### Pasaje proporcionado

La Muerte no Tiene Poder Sobre los Hijos de Dios


Cuando Dios liberó a Israel de la esclavitud en Egipto, la última plaga que envió contra los opresores fue la muerte de los primogénitos, y la señal por la cual los israelitas evitaban ser tocados por el ángel de la muerte, era la sangre de un cordero sin defecto, que debía ser rociada en los dinteles de las casas (Ex 12:7,12-13).

Pues bien, la casa somos cada uno de nosotros, que nacemos condenados a muerte por el pecado de Adán, nuestro padre terrenal. Por tanto, así como los israelitas debieron pintar el dintel de sus puertas para que la muerte no los tocase, cada uno de nosotros, por fe, debe ser rociado con la sangre que Cristo derramó en la cruz, a fin de que, habiendo sido limpiados de nuestro pecado, la muerte no tenga poder sobre nosotros cuando el día del Señor venga.


El Día de la Expiación


La Ley mandaba que sólo el Sumo Sacerdote podía ingresar al lugar Santísimo del tabernáculo, una vez al año, con el fin de ofrecer sacrificio de un animal, cuya sangre, primero, era rociada para purificación de sus propios pecados y luego por los pecados del pueblo.

### Datos registrados
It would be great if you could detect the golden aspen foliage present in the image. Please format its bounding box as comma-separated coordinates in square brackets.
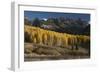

### Tareas escritas
[A] Según el pasaje, ¿qué señal permitía a los israelitas no ser tocados por el ángel de la muerte?
[B] Reproduce el fragmento del pasaje que comienza con "Cuando Dios liberó" y llega hasta "casas (Ex 12:7,12-13).", pero cambia "Egipto" por "Babilonia".
[C] ¿Concuerda cada una de estas afirmaciones con el pasaje? (i) La última plaga enviada contra los opresores fue la muerte de los primogénitos. (ii) Cualquier sacerdote podía entrar al lugar Santísimo del tabernáculo. (iii) La entrada al lugar Santísimo se hacía una vez al año.
Estos datos proceden de una fuente distinta.

### Respuestas esperadas
[A] La sangre de un cordero sin defecto, rociada en los dinteles de las casas.

[B]
Cuando Dios liberó a Israel de la esclavitud en Babilonia, la última plaga que envió contra los opresores fue la muerte de los primogénitos, y la señal por la cual los israelitas evitaban ser tocados por el ángel de la muerte, era la sangre de un cordero sin defecto, que debía ser rociada en los dinteles de las casas (Ex 12:7,12-13).

[C]
(i) Sí: "la última plaga que envió contra los opresores fue la muerte de los primogénitos".
(ii) No: "sólo el Sumo Sacerdote podía ingresar al lugar Santísimo del tabernáculo".
(iii) Sí: "una vez al año".